Coordinate annotation entries

"""

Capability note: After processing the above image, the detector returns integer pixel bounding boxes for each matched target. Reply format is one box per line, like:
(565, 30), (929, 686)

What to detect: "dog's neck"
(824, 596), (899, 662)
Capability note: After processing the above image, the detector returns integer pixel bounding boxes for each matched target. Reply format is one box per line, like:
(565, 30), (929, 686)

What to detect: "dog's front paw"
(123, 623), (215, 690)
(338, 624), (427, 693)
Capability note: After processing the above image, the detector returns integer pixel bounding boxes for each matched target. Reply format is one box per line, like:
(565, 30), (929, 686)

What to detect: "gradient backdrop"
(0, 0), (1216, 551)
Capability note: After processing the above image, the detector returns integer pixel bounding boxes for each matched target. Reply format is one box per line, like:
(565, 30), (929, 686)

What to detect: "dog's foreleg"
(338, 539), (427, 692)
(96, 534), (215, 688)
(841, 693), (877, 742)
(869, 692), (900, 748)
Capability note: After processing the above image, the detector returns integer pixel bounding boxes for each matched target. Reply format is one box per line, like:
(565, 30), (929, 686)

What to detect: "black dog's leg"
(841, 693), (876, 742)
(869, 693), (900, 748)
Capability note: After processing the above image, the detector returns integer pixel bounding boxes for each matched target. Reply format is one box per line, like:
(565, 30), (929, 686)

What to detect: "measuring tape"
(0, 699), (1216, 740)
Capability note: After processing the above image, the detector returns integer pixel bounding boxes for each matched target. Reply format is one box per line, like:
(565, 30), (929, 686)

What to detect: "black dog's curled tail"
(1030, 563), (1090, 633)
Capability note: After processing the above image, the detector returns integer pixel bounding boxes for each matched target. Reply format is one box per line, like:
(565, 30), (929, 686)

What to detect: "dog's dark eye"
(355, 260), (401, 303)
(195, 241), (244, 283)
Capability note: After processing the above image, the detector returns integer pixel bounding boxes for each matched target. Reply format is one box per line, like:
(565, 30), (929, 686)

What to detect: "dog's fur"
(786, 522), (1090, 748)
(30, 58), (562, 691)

"""

Goal: Please format every line of the records above as a numbered list, leaving out the blank lines.

Exercise output:
1. Capability note: After processing the above image, the detector returns integer pixel bounding boxes for each matched target. Reply format is one box per line, like:
2. (565, 30), (929, 686)
3. What to detect: "dog's neck"
4. (824, 596), (899, 662)
5. Capability note: After processing the above image, the detector returns integer pixel bounding boxes for each matched target. Reply format is one box per line, like:
6. (565, 30), (929, 686)
7. What to detect: "dog's front paw"
8. (123, 623), (215, 690)
9. (338, 624), (427, 693)
10. Capability note: After processing the above image, the detector returns integer pixel bounding boxes for each matched target. Reply format is one box per line, like:
11. (565, 30), (929, 686)
12. What to detect: "gradient backdrop"
13. (0, 0), (1216, 551)
14. Capability note: After processing the above image, the detector returns integer pixel bounding boxes for each matched target. Reply format is one box per line, like:
15. (565, 30), (929, 686)
16. What to detect: "dog's foreleg"
17. (338, 539), (427, 692)
18. (96, 534), (215, 688)
19. (841, 693), (877, 742)
20. (869, 692), (900, 748)
21. Capability note: After processing the above image, the detector returns integer pixel bounding boxes for each matched target. Reply format is one box per line, like:
22. (565, 30), (929, 686)
23. What to detect: "black dog's leg"
24. (841, 693), (876, 742)
25. (869, 693), (900, 748)
26. Capability note: After processing the above image, the detector returns integer pixel bounding boxes for each matched target. Reply format is one box per line, like:
27. (565, 30), (929, 686)
28. What to detect: "measuring tape"
29. (0, 699), (1216, 740)
30. Capability note: After processing the above image, the detector returns integer pixel bounding boxes for each matched target. Reply format is one box per line, like:
31. (565, 30), (929, 686)
32. What to detect: "black dog's curled tail"
33. (1030, 563), (1090, 633)
34. Capability note: After processing the above image, the detector returns integer pixel bounding boxes for each matched target. Reply format is one box per line, like:
35. (565, 30), (929, 686)
36. What to detect: "dog's dark eye"
37. (355, 260), (401, 303)
38. (195, 241), (244, 283)
39. Capability note: After processing the above image, the detector returns integer pixel bounding boxes for each matched target. Reply format is one box per line, like:
40. (565, 30), (929, 686)
41. What to detect: "dog's fur"
42. (786, 522), (1090, 748)
43. (30, 58), (562, 691)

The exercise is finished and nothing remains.